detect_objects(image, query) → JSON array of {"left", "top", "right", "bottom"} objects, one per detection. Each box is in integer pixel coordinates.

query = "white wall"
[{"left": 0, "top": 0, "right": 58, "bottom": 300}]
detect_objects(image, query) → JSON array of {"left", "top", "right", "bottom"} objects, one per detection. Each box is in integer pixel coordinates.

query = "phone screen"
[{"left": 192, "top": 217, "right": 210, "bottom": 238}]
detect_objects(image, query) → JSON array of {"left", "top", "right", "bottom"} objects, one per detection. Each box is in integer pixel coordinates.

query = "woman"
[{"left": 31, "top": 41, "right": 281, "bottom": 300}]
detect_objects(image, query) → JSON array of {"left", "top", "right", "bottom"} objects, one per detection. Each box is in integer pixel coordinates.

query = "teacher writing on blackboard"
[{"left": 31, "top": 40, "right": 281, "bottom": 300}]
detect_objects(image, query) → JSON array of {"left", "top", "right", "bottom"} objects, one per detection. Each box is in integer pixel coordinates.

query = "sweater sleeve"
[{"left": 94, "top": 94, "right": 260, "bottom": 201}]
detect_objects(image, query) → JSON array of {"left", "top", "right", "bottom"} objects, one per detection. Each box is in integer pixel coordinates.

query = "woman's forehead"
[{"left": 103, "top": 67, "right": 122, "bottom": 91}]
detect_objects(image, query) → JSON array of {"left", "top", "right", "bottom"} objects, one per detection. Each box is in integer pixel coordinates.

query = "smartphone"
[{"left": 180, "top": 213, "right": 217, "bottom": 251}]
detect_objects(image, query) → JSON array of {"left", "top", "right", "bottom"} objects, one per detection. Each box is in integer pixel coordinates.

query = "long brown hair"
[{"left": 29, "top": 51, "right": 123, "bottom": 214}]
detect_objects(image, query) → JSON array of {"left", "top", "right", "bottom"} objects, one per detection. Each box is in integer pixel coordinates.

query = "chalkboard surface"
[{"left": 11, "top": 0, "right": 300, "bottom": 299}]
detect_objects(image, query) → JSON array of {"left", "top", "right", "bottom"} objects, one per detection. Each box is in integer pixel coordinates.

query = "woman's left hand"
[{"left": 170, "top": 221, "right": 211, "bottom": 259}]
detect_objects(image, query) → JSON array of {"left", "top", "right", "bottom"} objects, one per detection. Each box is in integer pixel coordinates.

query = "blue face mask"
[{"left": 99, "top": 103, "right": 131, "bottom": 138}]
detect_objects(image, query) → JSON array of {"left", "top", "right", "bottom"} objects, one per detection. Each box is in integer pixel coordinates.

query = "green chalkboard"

-------

▸ **DO THIS**:
Repeat all entries. Match them exactly.

▸ **RESULT FOR THIS EXERCISE**:
detect_objects(image, query) → JSON array of {"left", "top", "right", "bottom"} objects, one per detection. Each box is in integer pixel coordinates.

query = "white wall"
[{"left": 0, "top": 0, "right": 58, "bottom": 300}]
detect_objects(image, query) → JSON array of {"left", "top", "right", "bottom"} objects, one per detection. Each box is in integer pixel coordinates.

query = "phone screen"
[{"left": 192, "top": 217, "right": 210, "bottom": 238}]
detect_objects(image, query) → JSON array of {"left", "top", "right", "bottom"} objects, one per detection. Each box is in integer pixel coordinates.

query = "woman"
[{"left": 31, "top": 41, "right": 281, "bottom": 300}]
detect_objects(image, query) → JSON array of {"left", "top", "right", "bottom"} objects, one per detection. Each box is in integer pixel coordinates.

query = "teacher writing on blackboard"
[{"left": 31, "top": 40, "right": 281, "bottom": 300}]
detect_objects(image, query) → JSON array of {"left", "top", "right", "bottom"} objects, one per detection. Each box is in integer pixel coordinates.

query = "sweater sleeve"
[{"left": 94, "top": 94, "right": 260, "bottom": 201}]
detect_objects(image, query) → JSON array of {"left", "top", "right", "bottom"} objects, one per detection. Each box is in integer pixel coordinates.

query = "woman's forehead"
[{"left": 103, "top": 67, "right": 122, "bottom": 91}]
detect_objects(image, query) → JSON array of {"left", "top", "right", "bottom"} objects, one per detection. Each box is in integer pixel coordinates.

query = "smartphone"
[{"left": 180, "top": 213, "right": 217, "bottom": 251}]
detect_objects(image, query) → JSON array of {"left", "top", "right", "bottom"} objects, one per detection. Each box is in integer pixel coordinates.

query = "long brown hair"
[{"left": 29, "top": 51, "right": 123, "bottom": 214}]
detect_objects(image, query) → JSON array of {"left", "top", "right", "bottom"} objects, one per detection. Each box is in integer pixel coordinates.

query = "chalkboard surface"
[{"left": 11, "top": 0, "right": 300, "bottom": 299}]
detect_objects(image, query) → JSON array of {"left", "top", "right", "bottom"} objects, one per detection. Each box is in integer pixel coordinates.

query = "woman's left hand"
[{"left": 170, "top": 221, "right": 211, "bottom": 259}]
detect_objects(image, query) → JSON array of {"left", "top", "right", "bottom"} objects, one per detection. Each box is in integer pixel coordinates.

query = "blue face mask"
[{"left": 99, "top": 103, "right": 131, "bottom": 138}]
detect_objects(image, query) → JSON array of {"left", "top", "right", "bottom"} objects, one per detection. Each box is in integer pixel coordinates.

query = "green chalkboard"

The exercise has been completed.